### Stated goal
Starting at the line below that contains "Target: tall pole on horizon", print each line through the end of the records exactly as it appears.

== Rows

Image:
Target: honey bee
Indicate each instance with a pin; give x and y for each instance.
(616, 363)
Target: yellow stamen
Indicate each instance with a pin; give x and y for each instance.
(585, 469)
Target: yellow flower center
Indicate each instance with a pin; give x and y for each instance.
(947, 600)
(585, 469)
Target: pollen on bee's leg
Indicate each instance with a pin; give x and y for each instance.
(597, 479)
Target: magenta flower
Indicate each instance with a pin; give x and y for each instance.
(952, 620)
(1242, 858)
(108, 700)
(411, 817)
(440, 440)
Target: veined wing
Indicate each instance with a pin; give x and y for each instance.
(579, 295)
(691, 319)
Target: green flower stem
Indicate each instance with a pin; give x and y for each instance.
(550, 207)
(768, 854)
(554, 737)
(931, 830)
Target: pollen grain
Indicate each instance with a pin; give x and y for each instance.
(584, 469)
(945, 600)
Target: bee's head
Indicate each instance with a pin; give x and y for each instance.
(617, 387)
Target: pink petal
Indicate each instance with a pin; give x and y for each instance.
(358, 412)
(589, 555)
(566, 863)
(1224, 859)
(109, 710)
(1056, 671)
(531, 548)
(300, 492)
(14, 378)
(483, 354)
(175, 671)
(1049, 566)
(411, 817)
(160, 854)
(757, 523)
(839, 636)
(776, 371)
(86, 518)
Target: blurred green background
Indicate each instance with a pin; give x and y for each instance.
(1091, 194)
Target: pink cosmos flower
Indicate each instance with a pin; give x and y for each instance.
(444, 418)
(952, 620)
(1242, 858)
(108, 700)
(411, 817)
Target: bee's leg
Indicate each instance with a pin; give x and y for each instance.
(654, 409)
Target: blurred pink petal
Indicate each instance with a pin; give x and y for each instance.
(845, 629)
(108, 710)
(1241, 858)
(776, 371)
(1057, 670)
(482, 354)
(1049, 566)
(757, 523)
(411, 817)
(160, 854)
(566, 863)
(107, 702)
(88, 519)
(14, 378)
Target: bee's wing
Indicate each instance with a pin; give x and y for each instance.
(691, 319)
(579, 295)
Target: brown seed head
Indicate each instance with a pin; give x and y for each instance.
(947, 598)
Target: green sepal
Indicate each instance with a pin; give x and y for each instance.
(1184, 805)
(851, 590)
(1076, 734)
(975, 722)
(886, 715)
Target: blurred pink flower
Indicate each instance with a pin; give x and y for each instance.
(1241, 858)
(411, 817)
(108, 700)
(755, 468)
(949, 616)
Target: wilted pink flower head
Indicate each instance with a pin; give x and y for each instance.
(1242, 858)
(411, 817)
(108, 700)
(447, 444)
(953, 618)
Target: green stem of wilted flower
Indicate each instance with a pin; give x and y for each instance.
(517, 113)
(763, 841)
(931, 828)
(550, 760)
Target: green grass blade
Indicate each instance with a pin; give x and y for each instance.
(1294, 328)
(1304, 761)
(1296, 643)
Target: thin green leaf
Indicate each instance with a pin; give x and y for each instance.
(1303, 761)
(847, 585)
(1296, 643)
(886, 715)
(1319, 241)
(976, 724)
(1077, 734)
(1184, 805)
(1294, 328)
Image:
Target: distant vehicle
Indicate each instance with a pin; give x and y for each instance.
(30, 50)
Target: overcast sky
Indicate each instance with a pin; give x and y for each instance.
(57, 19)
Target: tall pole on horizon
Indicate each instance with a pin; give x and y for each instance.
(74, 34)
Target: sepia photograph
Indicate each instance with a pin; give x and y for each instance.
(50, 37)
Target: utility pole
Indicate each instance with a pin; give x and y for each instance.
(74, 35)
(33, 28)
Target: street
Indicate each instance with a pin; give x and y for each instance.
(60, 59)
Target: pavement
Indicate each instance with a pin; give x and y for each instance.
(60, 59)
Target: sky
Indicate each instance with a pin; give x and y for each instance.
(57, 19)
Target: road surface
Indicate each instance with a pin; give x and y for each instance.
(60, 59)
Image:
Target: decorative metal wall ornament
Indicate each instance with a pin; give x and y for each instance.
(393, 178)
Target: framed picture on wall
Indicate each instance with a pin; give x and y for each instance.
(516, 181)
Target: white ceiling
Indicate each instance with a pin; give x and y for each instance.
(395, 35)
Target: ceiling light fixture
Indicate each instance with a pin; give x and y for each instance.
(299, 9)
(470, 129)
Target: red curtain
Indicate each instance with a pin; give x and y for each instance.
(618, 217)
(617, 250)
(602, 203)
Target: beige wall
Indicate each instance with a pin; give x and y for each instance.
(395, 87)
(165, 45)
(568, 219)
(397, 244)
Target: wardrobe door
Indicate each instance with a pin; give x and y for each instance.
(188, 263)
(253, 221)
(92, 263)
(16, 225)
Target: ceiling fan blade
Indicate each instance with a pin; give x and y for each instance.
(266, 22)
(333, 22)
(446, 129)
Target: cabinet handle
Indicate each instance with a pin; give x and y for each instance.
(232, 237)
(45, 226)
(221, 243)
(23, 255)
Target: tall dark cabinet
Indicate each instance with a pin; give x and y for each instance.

====

### Worked solution
Target: tall pole on horizon
Indicate each instance with a pin; give x and y for each instance.
(74, 34)
Target: sepia photograph
Indicate each instance with a pin; give x and y for each instance.
(50, 37)
Target: utility pole
Indicate each instance with a pin; give x and y for each instance.
(74, 35)
(33, 28)
Target: street
Indicate each instance with a pin; give x and y for each instance.
(60, 59)
Target: pavement
Indicate each instance with a pin; give x and y for each instance.
(60, 59)
Target: sky
Indicate each instance with a pin; give x and y for each instance.
(57, 19)
Target: road surface
Indicate each instance with a pin; give x and y for each instance.
(60, 59)
Image:
Target: decorative metal wall ornament
Indicate each instance with a pin; give x and y for each instance.
(393, 178)
Target: framed picture on wall
Indicate each instance with a pin; give x and y for each instance.
(516, 181)
Target: white ceiling
Indicate each instance with a pin; give x and y for each instance.
(395, 35)
Target: ceiling light fixture
Indicate each instance with a pin; give x and y for each instance.
(299, 9)
(470, 129)
Target: red curtain
Indicate each instance with a pin; give x and y for each instance.
(618, 217)
(617, 250)
(602, 203)
Target: beige wall
Indicate each instance with a pin; give x and y for each instance.
(395, 87)
(165, 45)
(568, 219)
(397, 244)
Target: wardrobe door
Indicate each instance with a pin; give x and y for each instance.
(188, 263)
(253, 221)
(92, 263)
(16, 225)
Target: ceiling fan blade
Indicate each instance with a pin; give x and y for each instance.
(266, 22)
(333, 22)
(446, 129)
Target: cabinet handle
Indicate each instance with a pin; give x and y for each instance.
(232, 237)
(45, 226)
(221, 243)
(23, 255)
Target: tall dark cabinet
Indicate each instance with a pin; give x and y for each instance.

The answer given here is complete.